Task prompt —
Output the full listing below exactly as it reads, and skip anything that is a picture.
--- begin ---
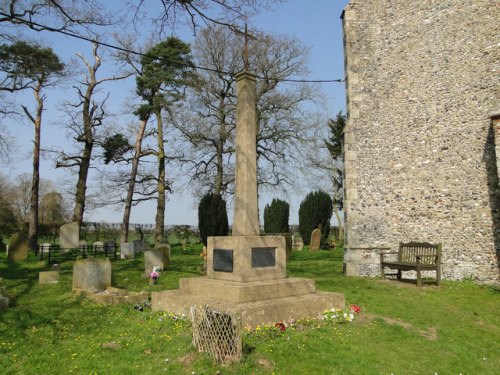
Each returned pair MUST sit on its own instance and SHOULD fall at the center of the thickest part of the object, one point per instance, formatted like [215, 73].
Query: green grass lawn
[452, 329]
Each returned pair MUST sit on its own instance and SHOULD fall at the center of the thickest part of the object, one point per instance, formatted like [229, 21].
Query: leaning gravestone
[45, 247]
[91, 275]
[48, 277]
[18, 247]
[98, 246]
[153, 258]
[126, 250]
[140, 246]
[298, 244]
[315, 240]
[4, 301]
[69, 236]
[166, 250]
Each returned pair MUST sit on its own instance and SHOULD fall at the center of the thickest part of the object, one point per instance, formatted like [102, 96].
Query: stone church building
[423, 105]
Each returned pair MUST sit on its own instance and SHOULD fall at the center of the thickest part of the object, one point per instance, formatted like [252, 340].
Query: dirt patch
[187, 360]
[429, 333]
[268, 365]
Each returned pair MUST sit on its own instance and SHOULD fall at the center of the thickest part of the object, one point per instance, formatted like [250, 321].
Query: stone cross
[246, 215]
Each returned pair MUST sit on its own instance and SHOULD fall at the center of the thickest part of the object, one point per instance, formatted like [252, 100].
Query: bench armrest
[386, 253]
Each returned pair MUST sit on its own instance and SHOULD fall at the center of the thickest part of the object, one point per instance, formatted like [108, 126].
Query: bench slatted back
[427, 252]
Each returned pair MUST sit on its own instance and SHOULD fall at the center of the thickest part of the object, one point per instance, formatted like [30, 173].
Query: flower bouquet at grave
[154, 275]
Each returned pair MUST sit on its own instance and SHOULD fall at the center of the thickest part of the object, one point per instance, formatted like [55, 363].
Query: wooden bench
[417, 256]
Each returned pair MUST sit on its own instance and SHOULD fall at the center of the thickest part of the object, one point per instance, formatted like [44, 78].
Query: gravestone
[166, 250]
[288, 245]
[69, 236]
[4, 300]
[45, 247]
[139, 246]
[18, 247]
[91, 275]
[153, 258]
[126, 250]
[298, 244]
[315, 240]
[48, 277]
[109, 247]
[98, 246]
--- end ---
The completed task —
Each returned pair MUST sit on its own instance and SHOULD fall at the center of the thickest part of the object, one point per instance, formatted like [215, 73].
Query: green grass lawn
[452, 329]
Each returned pair MUST sit on its own instance and SHOULD fall at the center of the thickest part of the object, one point per instance, formatted like [229, 21].
Query: leaning gravestone
[45, 247]
[91, 275]
[48, 277]
[18, 247]
[98, 246]
[153, 258]
[126, 250]
[140, 246]
[298, 244]
[315, 240]
[4, 301]
[69, 236]
[166, 250]
Each returned pair MUST sit on its own instance and SHOULD fall at the center of the thickest part of the object, one point per instance, formatted like [102, 96].
Query: stone church building
[423, 105]
Each returned pair MUST sit on its own instance and SHOULD fall at the center of the thickest part of the object, one point per instance, formatted like [252, 340].
Query: dirt patch
[187, 360]
[429, 333]
[268, 365]
Each returned pair MUST sit on its own instance and SHOULD fall at the center of the thickest part of the object, one point per instance, formatted like [250, 321].
Query: stone cross
[246, 215]
Each returned pair MUST sit on its own instance and SHOULD fall at the center of the thickest part of the object, one point per instance, formatted like [252, 100].
Query: bench armrest
[386, 253]
Each returned pair MUST sit on its own instance and SHOULD fall at the center of the thickest part of the object, one point per instance, formatted like [108, 126].
Query: bench slatted back
[427, 252]
Each returned pair MUST sit on its own instance and SHOULD fall at the center of the thickest part of the object, one point per instance, formatted like [30, 173].
Query: flower bouquet at grave
[154, 275]
Each returned pair MUST sit on its own instance and SHOULD fall at the center of the thickest part of the object, one point per instance, formatted like [55, 363].
Query: wooden bench
[417, 256]
Each returned pair MUST sit on its own instance and SHOULD fall at the center of the thickest part of the object, one point per instance, formatted like [44, 78].
Query: gravestone
[166, 250]
[288, 245]
[69, 236]
[4, 300]
[45, 247]
[139, 246]
[18, 247]
[91, 275]
[153, 258]
[126, 250]
[298, 244]
[315, 240]
[48, 277]
[109, 247]
[98, 246]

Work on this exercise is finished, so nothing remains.